**Task statement:**
Rewrite each of the items below with every instance of "snow-covered" changed to "snowy" and nothing else altered.

**Data provided:**
──────

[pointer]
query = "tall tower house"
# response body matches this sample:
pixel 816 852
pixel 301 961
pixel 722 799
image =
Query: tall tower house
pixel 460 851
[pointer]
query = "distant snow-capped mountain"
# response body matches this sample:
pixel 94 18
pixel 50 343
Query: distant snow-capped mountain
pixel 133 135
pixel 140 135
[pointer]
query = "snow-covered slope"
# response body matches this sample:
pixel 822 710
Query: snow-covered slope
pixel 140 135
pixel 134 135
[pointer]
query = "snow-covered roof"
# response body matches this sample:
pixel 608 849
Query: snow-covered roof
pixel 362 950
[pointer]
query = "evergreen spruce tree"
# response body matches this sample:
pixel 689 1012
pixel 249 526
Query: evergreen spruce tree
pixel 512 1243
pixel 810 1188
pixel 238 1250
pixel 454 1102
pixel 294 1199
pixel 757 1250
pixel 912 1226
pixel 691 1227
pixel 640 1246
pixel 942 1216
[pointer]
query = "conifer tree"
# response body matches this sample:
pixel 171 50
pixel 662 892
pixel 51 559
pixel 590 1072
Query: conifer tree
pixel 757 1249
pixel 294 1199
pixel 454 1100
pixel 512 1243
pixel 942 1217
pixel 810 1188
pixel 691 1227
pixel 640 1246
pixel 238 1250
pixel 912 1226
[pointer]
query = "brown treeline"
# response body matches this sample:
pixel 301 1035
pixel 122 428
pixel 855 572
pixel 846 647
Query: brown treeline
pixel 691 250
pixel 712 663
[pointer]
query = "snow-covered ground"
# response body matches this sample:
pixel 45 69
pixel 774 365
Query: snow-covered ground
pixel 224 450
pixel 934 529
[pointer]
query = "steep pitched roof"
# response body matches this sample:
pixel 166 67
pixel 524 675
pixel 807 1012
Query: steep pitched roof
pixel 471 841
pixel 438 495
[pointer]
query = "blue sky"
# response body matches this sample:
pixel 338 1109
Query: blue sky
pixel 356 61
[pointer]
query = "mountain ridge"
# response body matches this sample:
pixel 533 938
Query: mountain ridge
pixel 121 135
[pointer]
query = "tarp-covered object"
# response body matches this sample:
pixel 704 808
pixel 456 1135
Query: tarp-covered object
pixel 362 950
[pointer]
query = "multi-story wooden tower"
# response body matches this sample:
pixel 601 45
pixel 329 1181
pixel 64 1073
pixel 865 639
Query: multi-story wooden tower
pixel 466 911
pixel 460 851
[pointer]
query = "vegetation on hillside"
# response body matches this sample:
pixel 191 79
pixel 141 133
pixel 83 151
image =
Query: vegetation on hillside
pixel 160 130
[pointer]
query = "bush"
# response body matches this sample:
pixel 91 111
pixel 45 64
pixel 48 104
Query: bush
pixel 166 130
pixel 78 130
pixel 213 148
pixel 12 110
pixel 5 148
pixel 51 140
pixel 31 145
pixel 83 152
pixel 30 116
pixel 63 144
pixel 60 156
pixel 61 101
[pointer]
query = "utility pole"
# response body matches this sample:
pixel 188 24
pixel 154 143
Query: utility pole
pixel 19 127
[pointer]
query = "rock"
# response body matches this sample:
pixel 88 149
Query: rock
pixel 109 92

──────

**Result:**
[pointer]
query = "tall tower house"
# response body matches this sample:
pixel 816 852
pixel 301 961
pixel 722 799
image =
Query: tall tower house
pixel 460 851
[pointer]
query = "distant snow-capped mountain"
# response body matches this sample:
pixel 94 18
pixel 50 343
Query: distant snow-capped mountain
pixel 133 135
pixel 140 135
[pointer]
query = "snowy slope"
# response body matches this sample:
pixel 822 710
Query: snowy slope
pixel 140 135
pixel 134 135
[pointer]
query = "snowy roof"
# response body matches this sample:
pixel 608 849
Query: snowy roof
pixel 362 950
[pointer]
query = "evergreen spruce tree"
# response body matches this sample:
pixel 689 1012
pixel 249 526
Query: evergreen spruce tree
pixel 512 1243
pixel 810 1188
pixel 238 1250
pixel 454 1102
pixel 294 1199
pixel 757 1250
pixel 912 1226
pixel 691 1227
pixel 640 1246
pixel 942 1216
[pointer]
query = "conifer tree"
# response body matches this sample:
pixel 171 50
pixel 662 892
pixel 51 559
pixel 590 1072
Query: conifer tree
pixel 757 1249
pixel 294 1199
pixel 454 1100
pixel 512 1243
pixel 942 1217
pixel 810 1188
pixel 691 1227
pixel 640 1246
pixel 238 1250
pixel 912 1226
[pointer]
query = "brown treeline"
# response body matches this sample:
pixel 301 1035
pixel 122 428
pixel 855 572
pixel 846 647
Query: brown treeline
pixel 691 250
pixel 712 663
[pointer]
query = "snowy ground"
# response body matches this sample:
pixel 45 69
pixel 774 365
Query: snowy ground
pixel 224 450
pixel 934 529
[pointer]
query = "steep pitched roof"
# response body matches this sample:
pixel 166 67
pixel 524 675
pixel 807 1012
Query: steep pitched roof
pixel 471 841
pixel 438 495
[pointer]
query = "blue sky"
# response body matches this sample:
pixel 338 1109
Query: blue sky
pixel 356 61
[pointer]
query = "mountain ridge"
# response body matches this sample:
pixel 533 938
Query: mountain ridge
pixel 121 135
[pointer]
query = "tarp-covered object"
# response body matches this sample:
pixel 704 808
pixel 456 1135
Query: tarp-covered object
pixel 362 950
[pointer]
query = "multi-story wooden tower"
# response body matches this sample:
pixel 601 45
pixel 329 1181
pixel 64 1073
pixel 865 639
Query: multi-story wooden tower
pixel 466 911
pixel 460 851
[pointer]
query = "vegetation on hillside"
# response body matches this sample:
pixel 191 79
pixel 141 133
pixel 83 151
image =
Query: vegetation on hillside
pixel 160 130
[pointer]
query = "bush"
# response body matches this sample:
pixel 91 111
pixel 45 64
pixel 48 104
Query: bush
pixel 166 130
pixel 78 130
pixel 213 148
pixel 12 110
pixel 5 148
pixel 51 140
pixel 31 145
pixel 83 152
pixel 30 116
pixel 63 144
pixel 60 156
pixel 61 101
[pointer]
query = "utility pole"
# response body matches this sample:
pixel 188 24
pixel 154 143
Query: utility pole
pixel 19 127
[pointer]
query = "rock"
# response body matches this sample:
pixel 88 149
Query: rock
pixel 109 92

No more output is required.